*** SUPPLIED RECORDS

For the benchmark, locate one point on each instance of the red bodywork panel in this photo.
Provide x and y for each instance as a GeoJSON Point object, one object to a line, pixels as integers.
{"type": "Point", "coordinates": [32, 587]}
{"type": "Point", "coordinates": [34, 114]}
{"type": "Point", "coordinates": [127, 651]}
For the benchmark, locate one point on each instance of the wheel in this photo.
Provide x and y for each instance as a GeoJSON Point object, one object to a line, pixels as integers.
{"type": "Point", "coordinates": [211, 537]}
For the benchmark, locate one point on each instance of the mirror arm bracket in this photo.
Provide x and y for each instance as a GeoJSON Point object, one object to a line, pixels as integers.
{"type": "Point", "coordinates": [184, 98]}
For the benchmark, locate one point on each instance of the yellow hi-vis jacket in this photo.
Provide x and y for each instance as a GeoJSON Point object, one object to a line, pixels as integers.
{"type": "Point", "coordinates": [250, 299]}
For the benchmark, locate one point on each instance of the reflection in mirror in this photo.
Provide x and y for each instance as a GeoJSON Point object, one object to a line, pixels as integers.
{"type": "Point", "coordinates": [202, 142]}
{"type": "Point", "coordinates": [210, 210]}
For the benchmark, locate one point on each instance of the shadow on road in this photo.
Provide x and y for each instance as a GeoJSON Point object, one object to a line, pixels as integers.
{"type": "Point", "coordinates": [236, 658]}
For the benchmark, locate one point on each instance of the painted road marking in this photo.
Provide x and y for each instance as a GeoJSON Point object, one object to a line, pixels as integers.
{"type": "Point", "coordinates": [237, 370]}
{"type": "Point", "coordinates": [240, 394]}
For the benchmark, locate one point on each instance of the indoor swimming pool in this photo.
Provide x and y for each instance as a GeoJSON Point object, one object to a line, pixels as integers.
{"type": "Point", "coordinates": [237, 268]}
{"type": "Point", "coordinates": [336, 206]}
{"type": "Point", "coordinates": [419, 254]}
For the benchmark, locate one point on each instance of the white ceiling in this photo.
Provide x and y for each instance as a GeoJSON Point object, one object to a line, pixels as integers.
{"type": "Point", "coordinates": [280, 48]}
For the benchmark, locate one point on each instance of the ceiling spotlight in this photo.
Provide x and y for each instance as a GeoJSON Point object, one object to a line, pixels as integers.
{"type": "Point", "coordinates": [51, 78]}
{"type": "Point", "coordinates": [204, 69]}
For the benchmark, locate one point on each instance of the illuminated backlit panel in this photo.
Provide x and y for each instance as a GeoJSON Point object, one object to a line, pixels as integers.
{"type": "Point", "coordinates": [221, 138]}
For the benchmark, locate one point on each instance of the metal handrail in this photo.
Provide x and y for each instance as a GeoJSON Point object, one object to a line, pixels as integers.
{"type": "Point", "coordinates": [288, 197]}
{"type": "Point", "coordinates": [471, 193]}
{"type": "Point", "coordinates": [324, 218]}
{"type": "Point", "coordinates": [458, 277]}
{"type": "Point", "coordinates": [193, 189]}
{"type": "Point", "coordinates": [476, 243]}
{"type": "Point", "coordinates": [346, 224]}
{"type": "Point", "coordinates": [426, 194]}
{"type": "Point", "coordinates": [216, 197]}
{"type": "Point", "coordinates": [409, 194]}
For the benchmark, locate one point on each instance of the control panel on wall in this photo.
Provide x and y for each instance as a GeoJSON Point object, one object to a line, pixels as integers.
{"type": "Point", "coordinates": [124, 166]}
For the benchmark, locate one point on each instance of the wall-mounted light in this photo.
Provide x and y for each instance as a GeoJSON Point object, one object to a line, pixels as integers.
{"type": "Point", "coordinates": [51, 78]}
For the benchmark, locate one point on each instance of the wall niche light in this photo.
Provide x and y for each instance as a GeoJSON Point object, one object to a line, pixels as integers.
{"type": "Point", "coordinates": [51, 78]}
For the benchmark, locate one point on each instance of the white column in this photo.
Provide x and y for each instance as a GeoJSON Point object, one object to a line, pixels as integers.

******

→ **AIM OF THE EXERCISE**
Write out the listing above again, switching "benchmark" to "evaluation" wherever it occurs and leaving everything else unchanged.

→ **THE SOLUTION**
For the evaluation, locate one point on each instance of the red bodywork panel in this photo.
Provide x and y for each instance as a GeoJSON Point object, one object to a line, pixels as integers.
{"type": "Point", "coordinates": [32, 587]}
{"type": "Point", "coordinates": [34, 114]}
{"type": "Point", "coordinates": [127, 651]}
For the evaluation, locate one point on each instance of the wheel in this photo.
Provide x and y for each instance as a GeoJSON Point object, one object to a line, pixels as integers.
{"type": "Point", "coordinates": [211, 537]}
For the evaluation, locate one point on each instance of the mirror arm bracket in this photo.
Provide x and y for each instance as a GeoJSON Point object, one object to a line, pixels as integers.
{"type": "Point", "coordinates": [184, 98]}
For the evaluation, locate one point on each instance of the yellow hi-vis jacket in this photo.
Provide x and y for each instance as a GeoJSON Point object, one object to a line, pixels as integers.
{"type": "Point", "coordinates": [250, 299]}
For the evaluation, locate one point on each instance of the reflection in mirror in this photo.
Provide x and y for each instance as a GeoJSON Point object, one object to a line, pixels as integers.
{"type": "Point", "coordinates": [202, 142]}
{"type": "Point", "coordinates": [210, 210]}
For the evaluation, locate one point on each instance of the shadow on road in this photo.
Provide x and y for each instance as a GeoJSON Point object, one object to a line, pixels as integers.
{"type": "Point", "coordinates": [236, 658]}
For the evaluation, locate one point on each instance of the painted road marking in this photo.
Provide x and y for each instance as a GeoJSON Point object, one object to a line, pixels as integers.
{"type": "Point", "coordinates": [237, 370]}
{"type": "Point", "coordinates": [240, 394]}
For the evaluation, locate one point on each instance of the indoor swimming pool in this photo.
Provide x and y for each instance as a GeoJSON Point object, one object to a line, pixels as integers.
{"type": "Point", "coordinates": [237, 268]}
{"type": "Point", "coordinates": [336, 206]}
{"type": "Point", "coordinates": [419, 254]}
For the evaluation, locate one point on each instance of the white ceiling in this photo.
Provide x and y for each instance as a GeoJSON Point object, one object to a line, pixels as integers.
{"type": "Point", "coordinates": [280, 48]}
For the evaluation, locate one point on each instance of the ceiling spotlight in this photo.
Provide x and y for each instance as a GeoJSON Point object, one object to a line, pixels as integers.
{"type": "Point", "coordinates": [51, 78]}
{"type": "Point", "coordinates": [204, 69]}
For the evaluation, locate one point on each instance of the illuminated backlit panel in this photo.
Provide x and y for each instance as a GeoJSON Point object, one object to a line, pixels as integers.
{"type": "Point", "coordinates": [221, 138]}
For the evaluation, locate one point on each instance of the metal handrail in this photo.
Provide x and y for each instance as a GeoJSON Point object, one object to a line, pixels as integers.
{"type": "Point", "coordinates": [288, 197]}
{"type": "Point", "coordinates": [471, 193]}
{"type": "Point", "coordinates": [324, 218]}
{"type": "Point", "coordinates": [458, 277]}
{"type": "Point", "coordinates": [193, 189]}
{"type": "Point", "coordinates": [476, 243]}
{"type": "Point", "coordinates": [346, 224]}
{"type": "Point", "coordinates": [426, 194]}
{"type": "Point", "coordinates": [216, 197]}
{"type": "Point", "coordinates": [409, 194]}
For the evaluation, locate one point on each instance of the control panel on wall in this photo.
Provide x and y for each instance as a GeoJSON Point object, one object to a line, pixels as integers.
{"type": "Point", "coordinates": [124, 166]}
For the evaluation, locate one point on each instance of the wall-mounted light in this photo.
Provide x and y for each instance as a GeoJSON Point object, one object to a line, pixels as integers.
{"type": "Point", "coordinates": [51, 78]}
For the evaluation, locate one point on each instance of the wall niche light in this photo.
Provide x and y for each instance as a GeoJSON Point object, one object to a line, pixels as integers.
{"type": "Point", "coordinates": [51, 78]}
For the evaluation, locate one point on each instance of the white column in this photo.
Provide x and y for each instance as a GeoJSON Point object, one object to a line, pixels as integers.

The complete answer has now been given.